Carry on the passage about the COVID-19 crisis and Mexico's economic future, starting right after its last sentence.

Supplied text:
────────────────
The lesson learned is that we can find in the COVID-19 crisis a return to the fundamental principles of a society and an economy that puts human beings and the environment at its center. We can use it as a springboard to a sustainable future for all Mexicans.

Bet on opportunities that create a better future. Technological and structural economic changes driven by the COVID-19 crisis threaten to undermine the role of human beings in productive activities. Or, they can open new business activities in what the French author Letitia Vitaud has written about in Du Labeur a l’ouvrage, a technology-enabled transition from work to craft. Vitaud refers to new forms of work that replace dehumanizing mass production, using technology to leverage human initiative and creativity. COVID0-19 underlines the need to invest in these more resilient businesses of the future that are less vulnerable to massive disruptions.
────────────────
Provided material:
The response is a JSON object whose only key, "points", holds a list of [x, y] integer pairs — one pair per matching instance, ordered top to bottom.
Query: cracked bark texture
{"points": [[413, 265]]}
────────────────
Answer area:
The bulk of the investment in new business opportunities will come from firms, entrepreneurs, and impact investors who are prepared to accept longer term returns in exchange for a benefit to society. Unlike robust social investments in education and social infrastructure, these private investments will involve risk (though in high-risk/long-return but high-impact situations some form of public mitigation of risk may be justified). Firms and investors will fail and succeed. In many cases they will need to pivot to new opportunities. Ultimately, however, they will create businesses of the future that are less centered on over-dependence on hyper-globalized markets.

The lesson learned is that COVID-19 accelerates structural economic and technological changes that, if handled right, can lead to a more just and more sustainable future. In doing so, it will create business investment opportunities.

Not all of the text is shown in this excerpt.